Entries taken from a collection
========================================

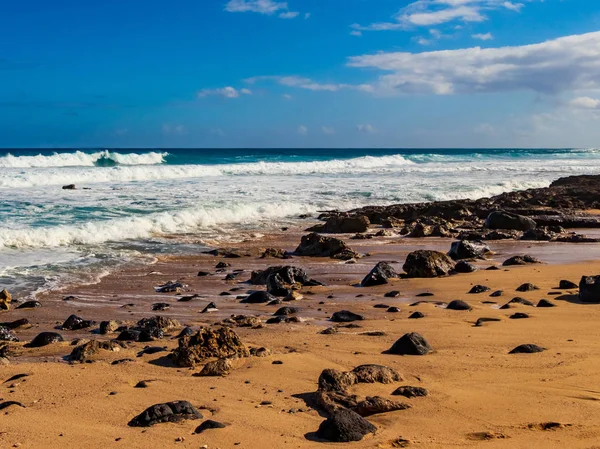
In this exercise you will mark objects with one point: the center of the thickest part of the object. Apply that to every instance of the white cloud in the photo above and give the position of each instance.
(585, 103)
(225, 92)
(308, 84)
(483, 36)
(258, 6)
(366, 128)
(564, 64)
(437, 12)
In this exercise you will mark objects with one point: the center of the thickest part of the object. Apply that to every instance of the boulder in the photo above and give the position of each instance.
(5, 300)
(168, 412)
(589, 289)
(345, 316)
(345, 426)
(410, 344)
(315, 245)
(44, 339)
(379, 275)
(464, 249)
(343, 225)
(208, 343)
(507, 220)
(427, 264)
(75, 322)
(221, 367)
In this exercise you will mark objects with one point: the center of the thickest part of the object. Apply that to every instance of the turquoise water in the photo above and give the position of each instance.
(131, 203)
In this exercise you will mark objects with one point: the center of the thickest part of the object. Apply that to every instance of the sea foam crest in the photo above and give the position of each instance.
(82, 159)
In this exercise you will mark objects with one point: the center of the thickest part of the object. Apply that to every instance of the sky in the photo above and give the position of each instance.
(299, 73)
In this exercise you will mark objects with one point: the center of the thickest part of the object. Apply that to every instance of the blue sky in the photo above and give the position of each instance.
(300, 73)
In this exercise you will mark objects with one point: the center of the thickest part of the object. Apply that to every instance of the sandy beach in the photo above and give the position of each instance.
(479, 395)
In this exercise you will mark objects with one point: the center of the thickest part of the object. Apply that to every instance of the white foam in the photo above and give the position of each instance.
(80, 159)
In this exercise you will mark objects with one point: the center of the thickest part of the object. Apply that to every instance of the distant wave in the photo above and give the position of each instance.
(81, 159)
(138, 227)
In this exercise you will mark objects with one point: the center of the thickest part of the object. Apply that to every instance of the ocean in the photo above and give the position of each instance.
(131, 205)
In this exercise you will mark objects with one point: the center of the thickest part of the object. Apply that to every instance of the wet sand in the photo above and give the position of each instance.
(479, 395)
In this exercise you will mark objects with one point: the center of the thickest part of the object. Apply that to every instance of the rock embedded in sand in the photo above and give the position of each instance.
(209, 343)
(428, 264)
(527, 349)
(379, 275)
(457, 304)
(527, 287)
(520, 260)
(589, 289)
(75, 322)
(339, 224)
(410, 392)
(44, 339)
(168, 412)
(345, 316)
(5, 300)
(508, 220)
(345, 426)
(315, 245)
(259, 297)
(465, 249)
(567, 285)
(410, 344)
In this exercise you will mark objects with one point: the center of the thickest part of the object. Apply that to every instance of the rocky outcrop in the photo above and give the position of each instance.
(209, 343)
(427, 264)
(379, 275)
(343, 225)
(168, 412)
(315, 245)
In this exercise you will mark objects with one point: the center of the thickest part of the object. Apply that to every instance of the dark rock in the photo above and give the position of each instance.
(209, 424)
(74, 323)
(427, 264)
(44, 339)
(527, 349)
(345, 426)
(345, 316)
(480, 321)
(479, 289)
(589, 289)
(410, 392)
(462, 266)
(410, 344)
(30, 305)
(285, 311)
(379, 275)
(168, 412)
(315, 245)
(528, 287)
(520, 260)
(259, 297)
(567, 285)
(457, 304)
(465, 249)
(209, 343)
(343, 225)
(7, 335)
(210, 307)
(507, 220)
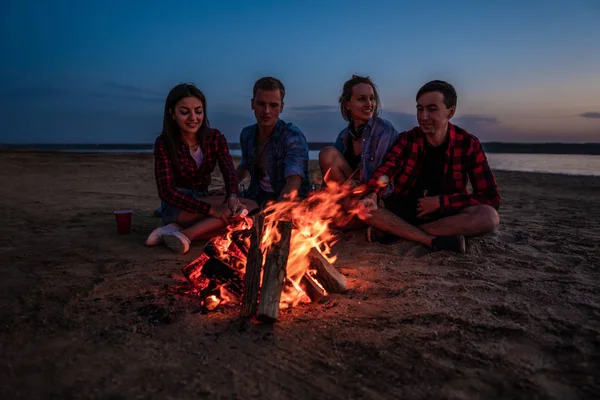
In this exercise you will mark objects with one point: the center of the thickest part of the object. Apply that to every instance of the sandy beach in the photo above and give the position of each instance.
(87, 313)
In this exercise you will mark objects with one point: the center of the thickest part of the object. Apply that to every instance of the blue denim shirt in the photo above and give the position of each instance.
(287, 154)
(377, 139)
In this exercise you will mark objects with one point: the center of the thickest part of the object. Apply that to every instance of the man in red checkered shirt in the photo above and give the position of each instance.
(428, 170)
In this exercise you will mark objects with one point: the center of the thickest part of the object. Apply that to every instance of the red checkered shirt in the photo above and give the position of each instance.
(465, 161)
(185, 173)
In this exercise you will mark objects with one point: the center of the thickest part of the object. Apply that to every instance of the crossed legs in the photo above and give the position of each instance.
(471, 221)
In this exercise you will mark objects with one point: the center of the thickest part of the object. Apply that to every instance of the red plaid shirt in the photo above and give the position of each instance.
(185, 173)
(465, 161)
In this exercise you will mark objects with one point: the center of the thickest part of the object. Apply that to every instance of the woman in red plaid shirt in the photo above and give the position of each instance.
(185, 155)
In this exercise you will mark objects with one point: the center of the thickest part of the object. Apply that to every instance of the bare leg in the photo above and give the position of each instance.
(472, 221)
(330, 159)
(389, 222)
(201, 226)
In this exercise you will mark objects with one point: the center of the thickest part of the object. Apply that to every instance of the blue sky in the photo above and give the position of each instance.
(98, 72)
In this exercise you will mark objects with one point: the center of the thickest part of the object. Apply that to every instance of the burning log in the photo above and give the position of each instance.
(216, 267)
(311, 287)
(274, 274)
(253, 268)
(331, 279)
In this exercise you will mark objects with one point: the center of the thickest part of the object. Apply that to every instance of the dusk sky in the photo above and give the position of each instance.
(99, 72)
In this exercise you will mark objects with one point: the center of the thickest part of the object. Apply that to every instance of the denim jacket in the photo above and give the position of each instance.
(287, 155)
(377, 139)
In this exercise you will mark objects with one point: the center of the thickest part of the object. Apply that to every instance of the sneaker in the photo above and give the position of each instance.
(156, 236)
(375, 235)
(450, 243)
(177, 242)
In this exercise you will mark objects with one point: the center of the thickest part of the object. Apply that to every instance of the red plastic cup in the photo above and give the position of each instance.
(123, 218)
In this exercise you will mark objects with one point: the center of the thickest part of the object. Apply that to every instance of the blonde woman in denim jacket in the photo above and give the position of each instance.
(361, 146)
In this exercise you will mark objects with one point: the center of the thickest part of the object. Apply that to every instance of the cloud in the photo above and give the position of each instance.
(322, 107)
(590, 114)
(469, 119)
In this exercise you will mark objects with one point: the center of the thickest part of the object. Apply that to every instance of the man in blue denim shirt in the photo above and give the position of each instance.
(274, 153)
(362, 145)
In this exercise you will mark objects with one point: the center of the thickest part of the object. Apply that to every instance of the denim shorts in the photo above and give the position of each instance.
(169, 212)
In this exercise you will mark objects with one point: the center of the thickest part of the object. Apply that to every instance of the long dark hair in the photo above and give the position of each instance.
(171, 132)
(347, 94)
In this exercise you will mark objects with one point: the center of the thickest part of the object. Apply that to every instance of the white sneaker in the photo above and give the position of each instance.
(177, 242)
(156, 236)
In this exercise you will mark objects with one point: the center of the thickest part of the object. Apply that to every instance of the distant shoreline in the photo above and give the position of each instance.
(489, 147)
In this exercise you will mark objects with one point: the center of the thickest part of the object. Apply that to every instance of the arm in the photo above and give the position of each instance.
(241, 172)
(485, 188)
(242, 169)
(165, 183)
(296, 162)
(226, 165)
(339, 142)
(389, 166)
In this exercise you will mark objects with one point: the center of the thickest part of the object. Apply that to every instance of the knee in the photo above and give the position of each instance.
(328, 156)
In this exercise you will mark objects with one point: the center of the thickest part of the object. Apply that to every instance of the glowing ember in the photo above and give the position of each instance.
(312, 219)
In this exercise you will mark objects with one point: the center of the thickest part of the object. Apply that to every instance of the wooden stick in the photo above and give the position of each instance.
(253, 267)
(329, 277)
(274, 274)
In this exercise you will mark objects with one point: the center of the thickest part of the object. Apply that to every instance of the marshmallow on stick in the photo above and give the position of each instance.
(383, 181)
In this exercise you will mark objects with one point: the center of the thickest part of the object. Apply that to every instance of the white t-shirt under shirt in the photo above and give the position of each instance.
(197, 155)
(265, 184)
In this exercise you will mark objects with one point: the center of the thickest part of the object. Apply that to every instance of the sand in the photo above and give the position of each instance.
(87, 313)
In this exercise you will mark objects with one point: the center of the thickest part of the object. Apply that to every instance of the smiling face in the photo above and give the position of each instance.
(362, 103)
(432, 114)
(267, 105)
(189, 114)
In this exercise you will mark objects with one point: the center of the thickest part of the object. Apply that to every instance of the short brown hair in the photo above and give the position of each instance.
(268, 83)
(347, 94)
(446, 89)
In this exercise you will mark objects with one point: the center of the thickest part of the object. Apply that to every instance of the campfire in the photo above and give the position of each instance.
(275, 259)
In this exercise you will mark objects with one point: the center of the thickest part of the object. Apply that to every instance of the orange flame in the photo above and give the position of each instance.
(312, 219)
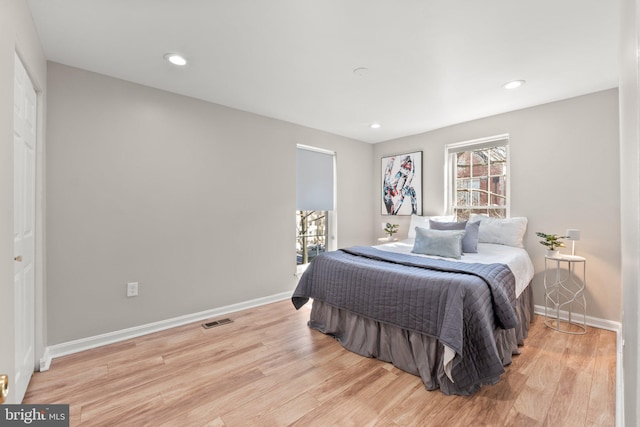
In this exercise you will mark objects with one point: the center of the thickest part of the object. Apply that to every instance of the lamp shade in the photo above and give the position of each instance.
(573, 234)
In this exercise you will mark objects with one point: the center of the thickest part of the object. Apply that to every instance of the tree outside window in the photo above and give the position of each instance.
(480, 177)
(311, 235)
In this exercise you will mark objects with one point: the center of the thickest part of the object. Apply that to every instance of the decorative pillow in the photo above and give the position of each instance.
(444, 243)
(423, 222)
(503, 231)
(470, 239)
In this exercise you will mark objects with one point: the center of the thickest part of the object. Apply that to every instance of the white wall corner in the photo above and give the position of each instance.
(45, 361)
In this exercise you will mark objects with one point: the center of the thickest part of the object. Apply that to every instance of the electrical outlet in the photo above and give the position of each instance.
(132, 289)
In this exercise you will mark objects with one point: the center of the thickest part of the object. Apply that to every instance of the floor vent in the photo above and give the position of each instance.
(215, 323)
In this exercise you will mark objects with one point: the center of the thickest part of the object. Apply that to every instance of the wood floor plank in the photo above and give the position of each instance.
(267, 368)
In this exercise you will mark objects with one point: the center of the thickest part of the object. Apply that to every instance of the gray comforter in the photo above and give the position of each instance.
(460, 304)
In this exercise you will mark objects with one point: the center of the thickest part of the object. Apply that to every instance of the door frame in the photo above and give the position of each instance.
(40, 323)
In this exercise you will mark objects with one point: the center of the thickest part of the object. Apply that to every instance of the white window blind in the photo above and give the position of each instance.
(314, 189)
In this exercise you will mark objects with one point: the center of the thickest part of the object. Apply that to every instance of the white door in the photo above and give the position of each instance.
(24, 146)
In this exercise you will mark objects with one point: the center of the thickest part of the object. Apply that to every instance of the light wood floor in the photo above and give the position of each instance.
(267, 368)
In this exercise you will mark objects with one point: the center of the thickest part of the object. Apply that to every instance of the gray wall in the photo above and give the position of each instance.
(194, 200)
(564, 174)
(630, 204)
(18, 34)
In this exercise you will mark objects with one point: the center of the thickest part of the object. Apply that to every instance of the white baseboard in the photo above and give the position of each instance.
(608, 325)
(596, 322)
(70, 347)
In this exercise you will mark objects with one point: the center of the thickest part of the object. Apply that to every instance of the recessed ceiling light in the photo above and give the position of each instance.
(514, 84)
(360, 71)
(175, 59)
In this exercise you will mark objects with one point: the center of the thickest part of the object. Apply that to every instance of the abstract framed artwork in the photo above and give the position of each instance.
(402, 184)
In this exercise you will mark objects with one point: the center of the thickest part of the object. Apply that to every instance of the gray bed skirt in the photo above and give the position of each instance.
(410, 351)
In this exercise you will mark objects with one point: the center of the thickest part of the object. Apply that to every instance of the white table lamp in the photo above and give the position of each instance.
(573, 235)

========================================

_WHAT TO DO_
Give back exactly the lines from the line containing "of the recessed" to the end of the entries, and no other lines.

_ANSWER TO THE TASK_
In this exercise you will mark objects with one point: the center of the thickest part of the object. Apply that to every instance of the recessed ceiling light in the photo above and give the position of each instance.
(514, 84)
(360, 71)
(175, 59)
In this exercise you will mark objects with one point: the center of the thickest part of the object. Apply that to every instance of the abstract framed artwork in the photo above and give the position of each instance.
(402, 184)
In this exercise you will mark objects with one point: the center of the thickest part of the object. Apply that to every instance of the gray bed skirt in the photo above and give the position of each instance.
(410, 351)
In this exercise you will mark objects with one point: the center of the thickest part of the object. Apply that to every instance of the white table lamp in the photo above and give the position of each instance.
(573, 235)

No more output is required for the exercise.